▶ _Provided records_

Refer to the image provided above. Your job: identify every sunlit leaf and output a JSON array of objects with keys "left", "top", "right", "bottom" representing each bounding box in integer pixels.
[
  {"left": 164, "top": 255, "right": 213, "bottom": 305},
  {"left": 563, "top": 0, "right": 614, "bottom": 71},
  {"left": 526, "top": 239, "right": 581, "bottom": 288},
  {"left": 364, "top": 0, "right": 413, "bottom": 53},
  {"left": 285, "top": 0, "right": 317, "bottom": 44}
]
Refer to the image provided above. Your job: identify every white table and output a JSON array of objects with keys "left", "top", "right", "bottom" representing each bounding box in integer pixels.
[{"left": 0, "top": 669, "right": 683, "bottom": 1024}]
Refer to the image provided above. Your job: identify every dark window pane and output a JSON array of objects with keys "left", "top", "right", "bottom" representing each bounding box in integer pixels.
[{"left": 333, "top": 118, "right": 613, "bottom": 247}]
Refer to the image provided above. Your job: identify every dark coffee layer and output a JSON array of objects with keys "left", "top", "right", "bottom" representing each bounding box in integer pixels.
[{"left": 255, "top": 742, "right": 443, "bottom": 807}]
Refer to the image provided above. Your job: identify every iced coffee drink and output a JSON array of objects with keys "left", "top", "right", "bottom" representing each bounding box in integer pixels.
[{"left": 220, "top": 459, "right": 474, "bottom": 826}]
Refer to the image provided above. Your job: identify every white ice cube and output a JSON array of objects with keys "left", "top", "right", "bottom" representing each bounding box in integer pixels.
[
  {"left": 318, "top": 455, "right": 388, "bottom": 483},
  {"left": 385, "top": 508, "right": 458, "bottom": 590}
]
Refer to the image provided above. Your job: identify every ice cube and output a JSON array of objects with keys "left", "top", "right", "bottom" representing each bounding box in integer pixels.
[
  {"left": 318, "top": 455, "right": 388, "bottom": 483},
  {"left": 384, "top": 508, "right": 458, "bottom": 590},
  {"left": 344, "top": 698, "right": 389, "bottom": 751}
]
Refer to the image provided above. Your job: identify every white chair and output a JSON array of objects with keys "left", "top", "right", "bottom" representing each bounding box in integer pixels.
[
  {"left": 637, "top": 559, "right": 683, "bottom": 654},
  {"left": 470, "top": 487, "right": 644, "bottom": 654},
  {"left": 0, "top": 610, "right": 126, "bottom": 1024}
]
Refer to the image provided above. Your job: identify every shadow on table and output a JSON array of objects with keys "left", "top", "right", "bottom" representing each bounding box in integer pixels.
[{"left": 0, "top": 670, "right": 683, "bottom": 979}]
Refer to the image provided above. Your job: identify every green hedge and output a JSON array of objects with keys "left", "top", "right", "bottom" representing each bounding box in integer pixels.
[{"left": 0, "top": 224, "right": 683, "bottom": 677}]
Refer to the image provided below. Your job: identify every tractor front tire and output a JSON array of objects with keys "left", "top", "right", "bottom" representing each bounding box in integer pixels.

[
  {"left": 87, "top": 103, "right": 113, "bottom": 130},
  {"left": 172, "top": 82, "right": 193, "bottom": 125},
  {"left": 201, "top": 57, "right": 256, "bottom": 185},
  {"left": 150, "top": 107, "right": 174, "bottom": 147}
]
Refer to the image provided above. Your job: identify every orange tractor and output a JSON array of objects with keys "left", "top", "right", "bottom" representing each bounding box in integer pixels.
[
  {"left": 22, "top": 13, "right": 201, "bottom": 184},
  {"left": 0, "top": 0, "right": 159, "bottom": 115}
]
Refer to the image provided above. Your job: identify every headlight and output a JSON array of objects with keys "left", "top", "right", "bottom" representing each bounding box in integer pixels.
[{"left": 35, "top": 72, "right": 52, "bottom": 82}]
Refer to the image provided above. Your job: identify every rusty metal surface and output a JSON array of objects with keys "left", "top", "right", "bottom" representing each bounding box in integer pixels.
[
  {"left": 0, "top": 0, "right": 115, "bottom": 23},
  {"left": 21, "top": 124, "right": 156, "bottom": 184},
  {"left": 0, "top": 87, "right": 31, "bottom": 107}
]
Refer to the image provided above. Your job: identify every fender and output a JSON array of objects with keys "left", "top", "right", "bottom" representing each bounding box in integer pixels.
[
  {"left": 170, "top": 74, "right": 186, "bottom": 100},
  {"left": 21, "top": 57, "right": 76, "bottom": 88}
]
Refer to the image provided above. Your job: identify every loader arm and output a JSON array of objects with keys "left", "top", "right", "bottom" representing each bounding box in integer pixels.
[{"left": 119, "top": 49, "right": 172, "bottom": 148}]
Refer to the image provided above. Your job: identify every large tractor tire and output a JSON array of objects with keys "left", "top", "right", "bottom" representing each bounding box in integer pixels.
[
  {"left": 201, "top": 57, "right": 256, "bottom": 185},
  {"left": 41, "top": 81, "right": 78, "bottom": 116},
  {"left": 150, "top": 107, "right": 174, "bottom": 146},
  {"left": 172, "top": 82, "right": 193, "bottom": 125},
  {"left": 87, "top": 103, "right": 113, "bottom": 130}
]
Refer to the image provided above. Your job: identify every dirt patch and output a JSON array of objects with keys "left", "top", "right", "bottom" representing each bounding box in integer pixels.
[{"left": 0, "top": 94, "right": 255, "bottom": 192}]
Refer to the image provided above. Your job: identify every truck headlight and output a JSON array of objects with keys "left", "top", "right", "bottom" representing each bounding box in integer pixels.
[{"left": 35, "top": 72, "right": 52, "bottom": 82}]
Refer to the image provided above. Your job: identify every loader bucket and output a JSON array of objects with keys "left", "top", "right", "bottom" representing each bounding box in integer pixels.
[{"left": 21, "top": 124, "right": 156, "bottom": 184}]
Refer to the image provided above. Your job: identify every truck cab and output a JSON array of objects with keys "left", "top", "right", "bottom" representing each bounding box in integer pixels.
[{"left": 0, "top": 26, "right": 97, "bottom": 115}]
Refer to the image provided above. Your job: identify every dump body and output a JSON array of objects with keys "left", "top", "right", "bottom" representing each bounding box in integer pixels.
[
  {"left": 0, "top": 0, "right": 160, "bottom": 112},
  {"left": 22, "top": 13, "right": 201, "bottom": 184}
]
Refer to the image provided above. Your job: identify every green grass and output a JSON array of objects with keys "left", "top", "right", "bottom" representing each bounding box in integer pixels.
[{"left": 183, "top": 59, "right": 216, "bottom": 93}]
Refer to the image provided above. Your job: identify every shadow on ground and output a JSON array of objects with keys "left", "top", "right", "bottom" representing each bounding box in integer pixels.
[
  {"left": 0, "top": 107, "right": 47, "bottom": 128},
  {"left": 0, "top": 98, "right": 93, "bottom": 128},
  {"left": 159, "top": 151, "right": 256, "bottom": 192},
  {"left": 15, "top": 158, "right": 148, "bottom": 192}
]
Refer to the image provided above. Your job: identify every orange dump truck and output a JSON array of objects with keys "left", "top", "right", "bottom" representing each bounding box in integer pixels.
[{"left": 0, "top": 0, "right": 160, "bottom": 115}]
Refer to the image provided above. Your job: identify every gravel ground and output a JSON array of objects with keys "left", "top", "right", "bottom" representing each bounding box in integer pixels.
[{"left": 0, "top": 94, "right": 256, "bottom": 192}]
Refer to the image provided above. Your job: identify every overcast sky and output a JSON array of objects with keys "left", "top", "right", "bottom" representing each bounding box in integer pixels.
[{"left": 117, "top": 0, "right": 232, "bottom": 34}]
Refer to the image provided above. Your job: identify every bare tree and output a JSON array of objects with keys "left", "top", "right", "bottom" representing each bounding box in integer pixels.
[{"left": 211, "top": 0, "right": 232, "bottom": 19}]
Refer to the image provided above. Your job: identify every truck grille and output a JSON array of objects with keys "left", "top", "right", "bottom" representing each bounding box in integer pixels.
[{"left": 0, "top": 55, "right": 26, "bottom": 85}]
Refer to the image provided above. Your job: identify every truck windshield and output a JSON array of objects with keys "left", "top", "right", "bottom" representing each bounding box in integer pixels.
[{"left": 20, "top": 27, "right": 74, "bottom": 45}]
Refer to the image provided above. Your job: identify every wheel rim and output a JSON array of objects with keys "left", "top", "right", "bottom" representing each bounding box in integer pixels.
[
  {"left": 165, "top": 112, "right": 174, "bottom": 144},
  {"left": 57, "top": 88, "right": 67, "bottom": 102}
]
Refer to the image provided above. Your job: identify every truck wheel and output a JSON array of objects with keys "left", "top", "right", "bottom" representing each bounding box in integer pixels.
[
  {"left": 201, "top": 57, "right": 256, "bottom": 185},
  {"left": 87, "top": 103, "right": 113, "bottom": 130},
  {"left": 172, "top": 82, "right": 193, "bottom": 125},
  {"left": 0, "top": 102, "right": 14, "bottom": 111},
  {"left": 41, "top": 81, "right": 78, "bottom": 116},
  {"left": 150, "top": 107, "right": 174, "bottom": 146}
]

▶ _What to produce_
State how many lines above contain the word "white", matching case exactly, and reply with that number only.

▶ _The completed task_
3